-- PROBLEM TO SOLVE --
Copy out the records from the line with "finger**, it would be much appreciated." to the line with "380), (561, 387)]", both lines included and the requests kept as they are. Shift every coordinate in the answers by adding 123 to it.

+++ MATERIALS PROVIDED +++

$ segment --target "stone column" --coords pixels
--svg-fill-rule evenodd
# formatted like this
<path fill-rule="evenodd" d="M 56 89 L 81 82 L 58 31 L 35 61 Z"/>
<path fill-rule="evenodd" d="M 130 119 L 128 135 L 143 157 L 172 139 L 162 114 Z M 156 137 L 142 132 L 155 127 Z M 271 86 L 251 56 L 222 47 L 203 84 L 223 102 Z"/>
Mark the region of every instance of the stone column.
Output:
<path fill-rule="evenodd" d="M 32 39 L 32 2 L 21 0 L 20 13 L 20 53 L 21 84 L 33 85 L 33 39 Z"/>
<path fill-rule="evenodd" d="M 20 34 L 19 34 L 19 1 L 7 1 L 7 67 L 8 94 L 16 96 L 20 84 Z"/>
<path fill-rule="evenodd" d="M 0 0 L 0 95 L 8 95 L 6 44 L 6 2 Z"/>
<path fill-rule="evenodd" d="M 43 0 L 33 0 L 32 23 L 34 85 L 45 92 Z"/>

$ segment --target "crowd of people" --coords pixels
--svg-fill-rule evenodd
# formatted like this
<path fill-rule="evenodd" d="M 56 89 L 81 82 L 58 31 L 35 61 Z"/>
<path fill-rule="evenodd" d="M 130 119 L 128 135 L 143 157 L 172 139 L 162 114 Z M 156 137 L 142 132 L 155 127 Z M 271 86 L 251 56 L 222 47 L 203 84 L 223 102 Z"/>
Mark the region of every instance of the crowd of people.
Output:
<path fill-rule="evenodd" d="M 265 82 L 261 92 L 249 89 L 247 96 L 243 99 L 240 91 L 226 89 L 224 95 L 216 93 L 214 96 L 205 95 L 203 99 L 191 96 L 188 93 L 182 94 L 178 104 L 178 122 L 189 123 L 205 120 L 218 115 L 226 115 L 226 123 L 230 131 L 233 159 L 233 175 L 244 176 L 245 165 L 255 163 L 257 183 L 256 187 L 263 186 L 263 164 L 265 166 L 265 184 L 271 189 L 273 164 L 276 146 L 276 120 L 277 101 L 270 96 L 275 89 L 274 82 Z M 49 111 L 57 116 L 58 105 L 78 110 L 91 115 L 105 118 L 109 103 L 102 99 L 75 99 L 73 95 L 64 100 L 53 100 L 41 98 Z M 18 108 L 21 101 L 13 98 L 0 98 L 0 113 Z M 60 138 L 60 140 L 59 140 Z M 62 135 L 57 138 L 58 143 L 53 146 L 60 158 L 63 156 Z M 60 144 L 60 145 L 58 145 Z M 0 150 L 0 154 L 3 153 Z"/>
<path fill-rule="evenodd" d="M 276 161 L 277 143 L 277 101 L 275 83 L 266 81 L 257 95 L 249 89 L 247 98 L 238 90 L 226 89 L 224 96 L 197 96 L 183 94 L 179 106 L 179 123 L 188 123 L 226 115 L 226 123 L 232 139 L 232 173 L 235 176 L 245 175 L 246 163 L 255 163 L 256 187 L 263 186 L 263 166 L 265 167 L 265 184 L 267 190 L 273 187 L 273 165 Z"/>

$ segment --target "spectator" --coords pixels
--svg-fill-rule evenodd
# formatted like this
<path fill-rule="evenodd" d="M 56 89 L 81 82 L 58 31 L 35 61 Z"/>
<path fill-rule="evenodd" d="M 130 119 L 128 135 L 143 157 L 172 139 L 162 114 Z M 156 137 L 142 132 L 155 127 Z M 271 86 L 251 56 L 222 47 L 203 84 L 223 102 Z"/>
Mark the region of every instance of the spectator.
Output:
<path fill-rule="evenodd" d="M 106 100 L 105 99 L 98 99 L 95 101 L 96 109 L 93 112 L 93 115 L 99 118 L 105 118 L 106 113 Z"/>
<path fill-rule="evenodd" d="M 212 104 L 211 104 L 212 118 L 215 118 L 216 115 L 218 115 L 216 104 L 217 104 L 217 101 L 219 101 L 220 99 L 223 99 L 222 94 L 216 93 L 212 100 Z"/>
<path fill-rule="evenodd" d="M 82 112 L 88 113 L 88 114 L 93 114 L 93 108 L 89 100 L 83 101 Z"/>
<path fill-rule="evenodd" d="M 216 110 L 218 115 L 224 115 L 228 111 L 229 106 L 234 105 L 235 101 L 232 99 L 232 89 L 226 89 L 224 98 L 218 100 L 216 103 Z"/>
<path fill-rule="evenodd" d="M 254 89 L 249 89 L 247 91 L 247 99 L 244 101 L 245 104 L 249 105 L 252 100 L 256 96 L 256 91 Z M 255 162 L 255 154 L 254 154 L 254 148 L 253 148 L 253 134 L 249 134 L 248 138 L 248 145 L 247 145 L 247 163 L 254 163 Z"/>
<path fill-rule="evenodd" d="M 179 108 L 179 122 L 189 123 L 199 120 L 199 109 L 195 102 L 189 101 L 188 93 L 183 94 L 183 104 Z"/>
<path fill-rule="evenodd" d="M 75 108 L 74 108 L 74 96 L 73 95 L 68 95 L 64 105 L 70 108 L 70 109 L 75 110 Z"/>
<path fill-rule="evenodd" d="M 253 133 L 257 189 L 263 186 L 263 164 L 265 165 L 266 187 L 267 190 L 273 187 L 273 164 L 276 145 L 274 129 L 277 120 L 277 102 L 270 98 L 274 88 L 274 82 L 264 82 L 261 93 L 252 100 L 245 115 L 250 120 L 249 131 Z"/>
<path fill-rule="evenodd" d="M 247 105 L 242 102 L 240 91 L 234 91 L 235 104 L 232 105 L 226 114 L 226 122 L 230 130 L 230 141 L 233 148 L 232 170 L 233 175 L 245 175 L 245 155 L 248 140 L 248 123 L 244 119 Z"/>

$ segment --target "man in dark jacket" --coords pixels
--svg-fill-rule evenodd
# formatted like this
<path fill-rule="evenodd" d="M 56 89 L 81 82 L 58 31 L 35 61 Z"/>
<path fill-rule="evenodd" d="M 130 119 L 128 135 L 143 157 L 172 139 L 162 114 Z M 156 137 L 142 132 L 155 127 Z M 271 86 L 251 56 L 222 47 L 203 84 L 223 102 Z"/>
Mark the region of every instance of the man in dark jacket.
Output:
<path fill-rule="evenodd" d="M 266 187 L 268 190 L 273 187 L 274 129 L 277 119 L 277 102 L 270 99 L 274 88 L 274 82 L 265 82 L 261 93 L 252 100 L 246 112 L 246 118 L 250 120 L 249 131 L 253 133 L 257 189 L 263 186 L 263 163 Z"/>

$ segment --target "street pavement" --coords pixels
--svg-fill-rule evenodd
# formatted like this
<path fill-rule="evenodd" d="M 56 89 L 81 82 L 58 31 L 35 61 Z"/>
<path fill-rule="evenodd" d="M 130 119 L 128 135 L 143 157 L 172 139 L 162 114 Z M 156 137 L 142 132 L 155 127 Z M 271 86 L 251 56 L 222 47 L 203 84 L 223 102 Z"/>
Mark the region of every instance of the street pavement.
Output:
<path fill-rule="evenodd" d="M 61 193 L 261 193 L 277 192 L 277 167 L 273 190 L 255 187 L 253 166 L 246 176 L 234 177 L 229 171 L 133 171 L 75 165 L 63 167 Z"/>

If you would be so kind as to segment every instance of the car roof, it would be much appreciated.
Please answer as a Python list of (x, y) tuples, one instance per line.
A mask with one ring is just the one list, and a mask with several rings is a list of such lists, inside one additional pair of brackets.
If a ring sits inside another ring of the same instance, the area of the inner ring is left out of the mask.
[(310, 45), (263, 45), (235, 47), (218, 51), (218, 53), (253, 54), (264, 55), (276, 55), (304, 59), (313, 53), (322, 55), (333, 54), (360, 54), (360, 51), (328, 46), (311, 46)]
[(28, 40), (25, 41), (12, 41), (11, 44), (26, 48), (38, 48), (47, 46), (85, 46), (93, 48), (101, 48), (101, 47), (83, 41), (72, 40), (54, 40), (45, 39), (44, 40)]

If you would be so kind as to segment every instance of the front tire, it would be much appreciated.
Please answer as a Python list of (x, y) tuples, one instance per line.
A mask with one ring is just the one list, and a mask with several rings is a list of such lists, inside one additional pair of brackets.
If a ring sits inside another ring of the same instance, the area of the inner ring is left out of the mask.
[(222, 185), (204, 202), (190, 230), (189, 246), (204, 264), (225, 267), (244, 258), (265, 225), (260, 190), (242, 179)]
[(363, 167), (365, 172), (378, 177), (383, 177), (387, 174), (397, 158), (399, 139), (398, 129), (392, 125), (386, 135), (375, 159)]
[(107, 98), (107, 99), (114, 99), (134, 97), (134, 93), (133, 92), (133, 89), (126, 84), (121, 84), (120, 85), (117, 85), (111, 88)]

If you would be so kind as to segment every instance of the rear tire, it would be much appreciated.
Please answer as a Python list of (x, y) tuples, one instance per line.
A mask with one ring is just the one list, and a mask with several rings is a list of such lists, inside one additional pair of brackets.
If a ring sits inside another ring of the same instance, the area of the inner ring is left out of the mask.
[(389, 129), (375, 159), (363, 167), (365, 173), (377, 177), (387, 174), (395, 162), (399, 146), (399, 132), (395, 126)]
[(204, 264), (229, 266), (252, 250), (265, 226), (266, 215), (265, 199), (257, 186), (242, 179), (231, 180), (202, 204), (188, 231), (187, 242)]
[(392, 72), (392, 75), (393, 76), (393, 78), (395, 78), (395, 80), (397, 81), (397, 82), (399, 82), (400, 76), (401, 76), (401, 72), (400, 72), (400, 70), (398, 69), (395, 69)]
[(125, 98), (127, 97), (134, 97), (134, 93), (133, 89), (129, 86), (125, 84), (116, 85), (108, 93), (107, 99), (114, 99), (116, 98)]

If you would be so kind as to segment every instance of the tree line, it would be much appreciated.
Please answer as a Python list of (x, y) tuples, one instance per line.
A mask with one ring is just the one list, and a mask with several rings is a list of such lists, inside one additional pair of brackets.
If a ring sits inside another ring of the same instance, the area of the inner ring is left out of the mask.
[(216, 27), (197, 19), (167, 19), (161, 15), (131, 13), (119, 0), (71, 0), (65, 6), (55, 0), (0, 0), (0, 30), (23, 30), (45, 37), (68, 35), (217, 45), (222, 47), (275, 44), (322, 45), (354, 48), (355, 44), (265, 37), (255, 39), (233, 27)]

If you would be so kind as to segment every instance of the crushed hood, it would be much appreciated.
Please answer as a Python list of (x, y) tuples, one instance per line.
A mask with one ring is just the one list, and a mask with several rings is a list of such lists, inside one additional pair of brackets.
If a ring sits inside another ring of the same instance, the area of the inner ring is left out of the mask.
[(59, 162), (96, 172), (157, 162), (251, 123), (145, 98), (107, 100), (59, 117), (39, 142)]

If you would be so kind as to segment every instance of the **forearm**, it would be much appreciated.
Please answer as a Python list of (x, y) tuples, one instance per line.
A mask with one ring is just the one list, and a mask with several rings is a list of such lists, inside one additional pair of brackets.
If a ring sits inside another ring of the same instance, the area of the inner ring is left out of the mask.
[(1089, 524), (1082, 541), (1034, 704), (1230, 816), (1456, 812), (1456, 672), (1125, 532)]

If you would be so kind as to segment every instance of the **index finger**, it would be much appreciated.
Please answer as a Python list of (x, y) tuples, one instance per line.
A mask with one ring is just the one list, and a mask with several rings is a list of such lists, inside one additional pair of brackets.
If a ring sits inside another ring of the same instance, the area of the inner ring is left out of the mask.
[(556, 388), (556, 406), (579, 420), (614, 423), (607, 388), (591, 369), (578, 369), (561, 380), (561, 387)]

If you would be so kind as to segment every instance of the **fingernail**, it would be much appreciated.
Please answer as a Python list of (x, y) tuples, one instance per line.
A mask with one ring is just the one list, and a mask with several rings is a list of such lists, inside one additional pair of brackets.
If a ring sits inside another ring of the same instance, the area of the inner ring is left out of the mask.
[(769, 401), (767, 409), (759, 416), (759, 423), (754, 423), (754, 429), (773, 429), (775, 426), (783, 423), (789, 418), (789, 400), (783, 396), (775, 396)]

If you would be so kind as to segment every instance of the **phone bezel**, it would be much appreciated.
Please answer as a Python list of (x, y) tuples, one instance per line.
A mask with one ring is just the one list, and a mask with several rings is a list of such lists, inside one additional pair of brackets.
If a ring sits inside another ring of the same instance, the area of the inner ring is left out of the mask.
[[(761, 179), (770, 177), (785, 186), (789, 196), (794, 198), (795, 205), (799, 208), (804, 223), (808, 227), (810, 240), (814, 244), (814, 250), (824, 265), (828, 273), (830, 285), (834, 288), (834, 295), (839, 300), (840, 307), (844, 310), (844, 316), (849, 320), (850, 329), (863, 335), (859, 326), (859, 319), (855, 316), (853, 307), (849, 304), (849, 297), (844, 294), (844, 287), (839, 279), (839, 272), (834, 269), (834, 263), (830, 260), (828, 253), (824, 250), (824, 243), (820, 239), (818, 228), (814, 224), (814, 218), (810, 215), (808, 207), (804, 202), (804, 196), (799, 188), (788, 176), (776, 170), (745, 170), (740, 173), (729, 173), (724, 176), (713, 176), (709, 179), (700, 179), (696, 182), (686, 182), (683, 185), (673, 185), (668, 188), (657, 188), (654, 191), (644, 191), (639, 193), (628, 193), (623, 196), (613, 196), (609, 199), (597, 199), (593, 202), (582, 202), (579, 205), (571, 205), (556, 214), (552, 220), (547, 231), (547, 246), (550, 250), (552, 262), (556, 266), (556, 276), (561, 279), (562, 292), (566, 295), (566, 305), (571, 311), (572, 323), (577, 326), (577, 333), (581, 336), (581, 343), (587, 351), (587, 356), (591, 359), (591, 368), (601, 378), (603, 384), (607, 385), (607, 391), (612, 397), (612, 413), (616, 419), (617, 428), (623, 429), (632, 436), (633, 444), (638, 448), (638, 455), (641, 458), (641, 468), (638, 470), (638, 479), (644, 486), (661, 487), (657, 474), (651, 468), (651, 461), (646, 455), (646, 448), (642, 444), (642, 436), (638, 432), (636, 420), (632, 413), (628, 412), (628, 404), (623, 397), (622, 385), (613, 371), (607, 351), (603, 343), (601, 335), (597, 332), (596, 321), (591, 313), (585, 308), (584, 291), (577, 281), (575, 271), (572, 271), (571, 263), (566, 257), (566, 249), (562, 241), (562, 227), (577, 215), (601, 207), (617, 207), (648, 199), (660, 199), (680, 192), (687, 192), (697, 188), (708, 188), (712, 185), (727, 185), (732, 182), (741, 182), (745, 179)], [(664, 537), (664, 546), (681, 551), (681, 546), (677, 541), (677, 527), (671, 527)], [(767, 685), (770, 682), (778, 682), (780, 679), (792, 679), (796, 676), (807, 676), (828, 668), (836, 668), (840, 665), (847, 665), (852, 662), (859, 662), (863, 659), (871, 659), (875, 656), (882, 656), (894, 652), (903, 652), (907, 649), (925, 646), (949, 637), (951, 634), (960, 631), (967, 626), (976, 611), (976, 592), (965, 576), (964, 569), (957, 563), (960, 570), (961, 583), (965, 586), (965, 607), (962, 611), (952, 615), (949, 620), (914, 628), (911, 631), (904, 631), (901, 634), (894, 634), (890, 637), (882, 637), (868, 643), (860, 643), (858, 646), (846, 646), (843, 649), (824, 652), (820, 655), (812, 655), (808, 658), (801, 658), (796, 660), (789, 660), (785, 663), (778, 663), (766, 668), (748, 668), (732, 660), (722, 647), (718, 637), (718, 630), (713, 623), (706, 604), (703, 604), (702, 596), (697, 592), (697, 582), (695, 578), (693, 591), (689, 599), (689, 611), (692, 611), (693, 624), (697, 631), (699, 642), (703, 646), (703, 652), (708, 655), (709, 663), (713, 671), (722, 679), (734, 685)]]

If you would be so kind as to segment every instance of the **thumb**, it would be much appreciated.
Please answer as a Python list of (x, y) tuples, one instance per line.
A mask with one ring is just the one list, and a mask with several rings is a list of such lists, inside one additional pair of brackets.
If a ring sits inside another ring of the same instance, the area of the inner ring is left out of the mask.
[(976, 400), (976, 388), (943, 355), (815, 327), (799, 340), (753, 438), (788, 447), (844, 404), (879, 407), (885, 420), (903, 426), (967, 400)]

+++

-- TASK ANSWER --
If you would be so kind as to segment every instance of the **index finger**, it would be much appreciated.
Please answer as a Python list of (x, y) tuples, one instance per line.
A mask with one ring is just the one list, and a mask with several rings is a list of such lists, inside one additional pair of brackets.
If a ring sits inside another ring of the same instance, the area of the inner ring is left out of the mask.
[(679, 511), (679, 529), (702, 543), (737, 546), (730, 511), (714, 492), (701, 492), (684, 503), (684, 510)]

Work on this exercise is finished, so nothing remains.